▸ WHAT IS ASKED:
Reproduce the material below, switching each "Target" for "Object" and leaving everything else as it stands.

--- Start MATERIAL PROVIDED ---

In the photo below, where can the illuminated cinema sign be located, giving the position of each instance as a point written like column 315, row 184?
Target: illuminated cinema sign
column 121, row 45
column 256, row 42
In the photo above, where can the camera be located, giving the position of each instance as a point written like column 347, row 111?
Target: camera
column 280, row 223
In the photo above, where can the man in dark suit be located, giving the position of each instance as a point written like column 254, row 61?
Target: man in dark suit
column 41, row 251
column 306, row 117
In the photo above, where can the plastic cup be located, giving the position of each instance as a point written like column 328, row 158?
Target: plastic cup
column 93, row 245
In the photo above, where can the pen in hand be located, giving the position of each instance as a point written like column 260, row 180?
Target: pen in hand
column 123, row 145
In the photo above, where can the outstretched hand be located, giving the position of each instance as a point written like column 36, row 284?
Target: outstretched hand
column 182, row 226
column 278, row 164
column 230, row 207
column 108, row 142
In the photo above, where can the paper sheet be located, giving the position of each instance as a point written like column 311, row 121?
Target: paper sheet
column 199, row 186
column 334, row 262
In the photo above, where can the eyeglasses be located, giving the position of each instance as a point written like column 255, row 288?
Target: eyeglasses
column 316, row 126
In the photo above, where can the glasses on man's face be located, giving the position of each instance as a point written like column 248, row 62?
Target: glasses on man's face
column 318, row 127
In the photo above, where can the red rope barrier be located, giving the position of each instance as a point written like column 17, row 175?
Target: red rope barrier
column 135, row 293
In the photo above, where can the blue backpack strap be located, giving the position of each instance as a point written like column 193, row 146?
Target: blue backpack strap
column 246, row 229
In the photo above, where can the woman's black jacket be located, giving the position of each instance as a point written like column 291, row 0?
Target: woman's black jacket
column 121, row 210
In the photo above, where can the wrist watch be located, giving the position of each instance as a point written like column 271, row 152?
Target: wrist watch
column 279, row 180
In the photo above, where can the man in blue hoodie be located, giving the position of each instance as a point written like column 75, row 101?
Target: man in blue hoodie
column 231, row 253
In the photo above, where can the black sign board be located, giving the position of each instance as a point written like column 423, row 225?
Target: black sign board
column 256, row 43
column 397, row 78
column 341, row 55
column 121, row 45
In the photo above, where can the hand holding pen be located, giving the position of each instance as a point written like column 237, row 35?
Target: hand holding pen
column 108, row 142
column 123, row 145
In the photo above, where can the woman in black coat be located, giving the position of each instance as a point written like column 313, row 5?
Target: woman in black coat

--- End MATERIAL PROVIDED ---

▸ RESULT BELOW:
In the photo below, where can the illuminated cinema sign be located, giving the position of each instance as a point written like column 315, row 184?
Object: illuminated cinema sign
column 121, row 45
column 256, row 42
In the photo above, where can the camera be located, giving the position of each instance as a point written like column 347, row 111?
Object: camera
column 280, row 223
In the photo above, where can the man in dark suit be located, giving the position of each instance as a point written like column 254, row 61?
Object: man in dark suit
column 41, row 251
column 306, row 117
In the photo above, where can the plastic cup be located, giving the position of each instance as a point written like column 328, row 158?
Object: plastic cup
column 93, row 245
In the photo above, where can the pen in hand be located, giving the position of each instance as a point written like column 260, row 180?
Object: pen in hand
column 123, row 145
In the photo above, where can the outstretched hand be located, giving the position of each instance as a point written like column 36, row 284?
Object: outstretched hand
column 182, row 226
column 278, row 164
column 230, row 207
column 108, row 142
In the photo above, where can the paper sheet be located, giving the position of each instance as a point written like column 311, row 121?
Object: paper sheet
column 199, row 186
column 334, row 262
In the photo above, where can the eyeglasses be located, giving the position of each instance as a point written like column 255, row 288?
Object: eyeglasses
column 316, row 126
In the photo above, where can the glasses on man's face be located, giving the position of each instance as a point written like column 248, row 62?
Object: glasses on man's face
column 318, row 127
In the photo above, where can the red rope barrier be located, giving the position of each instance as a point written like column 17, row 175?
Object: red rope barrier
column 135, row 293
In the photo above, where can the blue backpack strap be located, giving the position of each instance as a point written like column 193, row 146?
Object: blue backpack strap
column 246, row 229
In the photo above, where can the woman's black jacket be located, giving the position of each instance as a point written like column 291, row 0?
Object: woman's black jacket
column 121, row 210
In the photo above, where can the wrist watch be located, giving the position of each instance as a point written like column 271, row 152?
Object: wrist watch
column 279, row 180
In the photo above, where can the man in blue hoodie be located, giving the position of each instance as a point written like column 75, row 101?
Object: man in blue hoodie
column 231, row 253
In the photo above, where can the black sign board be located, giving the position of each instance as a point written like column 423, row 225?
Object: black sign board
column 256, row 43
column 397, row 78
column 341, row 55
column 121, row 45
In the photo above, where can the hand holding pen be located, giving the position of each instance as a point written like column 237, row 35?
Object: hand holding pen
column 108, row 142
column 123, row 145
In the photo above, where can the woman in black coat be located, giving the position of each instance as a point written like column 313, row 5?
Object: woman in black coat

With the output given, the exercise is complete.